Beginning with the line containing "the finger, imagine" and ending with the last line of the records, set down every line exactly.

[Start Data in this exercise]

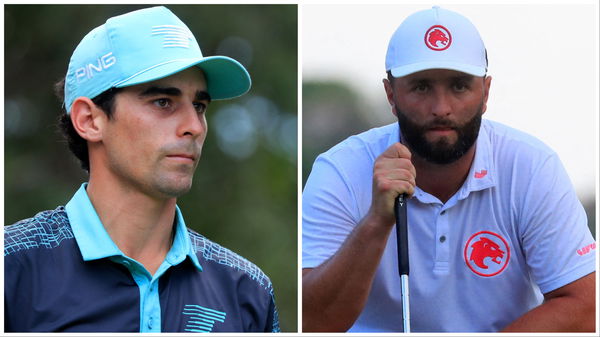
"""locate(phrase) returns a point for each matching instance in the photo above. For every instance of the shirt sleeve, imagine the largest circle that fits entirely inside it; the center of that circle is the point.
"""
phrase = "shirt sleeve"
(329, 212)
(273, 316)
(557, 242)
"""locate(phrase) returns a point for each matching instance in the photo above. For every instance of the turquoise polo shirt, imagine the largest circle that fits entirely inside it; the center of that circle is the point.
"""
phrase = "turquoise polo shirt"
(63, 270)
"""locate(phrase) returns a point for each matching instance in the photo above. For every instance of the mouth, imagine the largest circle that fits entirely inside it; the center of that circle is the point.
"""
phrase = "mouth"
(441, 130)
(183, 157)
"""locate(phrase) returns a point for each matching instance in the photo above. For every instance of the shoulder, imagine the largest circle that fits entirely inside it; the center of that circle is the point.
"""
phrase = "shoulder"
(512, 141)
(218, 257)
(47, 229)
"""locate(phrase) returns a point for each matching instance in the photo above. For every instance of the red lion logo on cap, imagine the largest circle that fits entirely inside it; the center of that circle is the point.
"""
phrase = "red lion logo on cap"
(438, 34)
(486, 253)
(485, 248)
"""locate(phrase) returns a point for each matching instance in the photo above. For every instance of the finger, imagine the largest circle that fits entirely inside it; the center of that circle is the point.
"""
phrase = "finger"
(384, 164)
(396, 174)
(396, 150)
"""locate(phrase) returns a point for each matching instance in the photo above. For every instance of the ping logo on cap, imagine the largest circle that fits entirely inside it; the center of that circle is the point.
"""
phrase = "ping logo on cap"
(101, 63)
(173, 36)
(486, 253)
(438, 38)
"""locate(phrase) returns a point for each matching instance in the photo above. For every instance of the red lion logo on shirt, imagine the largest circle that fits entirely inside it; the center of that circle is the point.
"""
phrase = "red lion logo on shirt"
(485, 248)
(437, 36)
(486, 253)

[End Data in this exercise]

Solution to the problem:
"""locate(phrase) returns a point for each matching instance in the photo above. For every instance of the finger, imagine the largest circle that fits entirely inside it; the center of that circle is the point.
"""
phrase = "finger"
(384, 164)
(396, 174)
(396, 150)
"""locate(phrase) returns a point for each matching instance in the photo above. For every instance of the ping logo on cap, imagine the largest circle that fits entirely inside it; the center of that circle is the point.
"""
phrase = "ping logo on cap"
(101, 63)
(173, 36)
(486, 253)
(438, 38)
"""locate(phrase) returns a point for each matching instance in the photo above. For every instance of the red lion logo on shirt, imagine the largest circle that fits entirely inside it; the center of that circle is the point.
"""
phrase = "red lion logo on shirt"
(485, 248)
(437, 36)
(486, 253)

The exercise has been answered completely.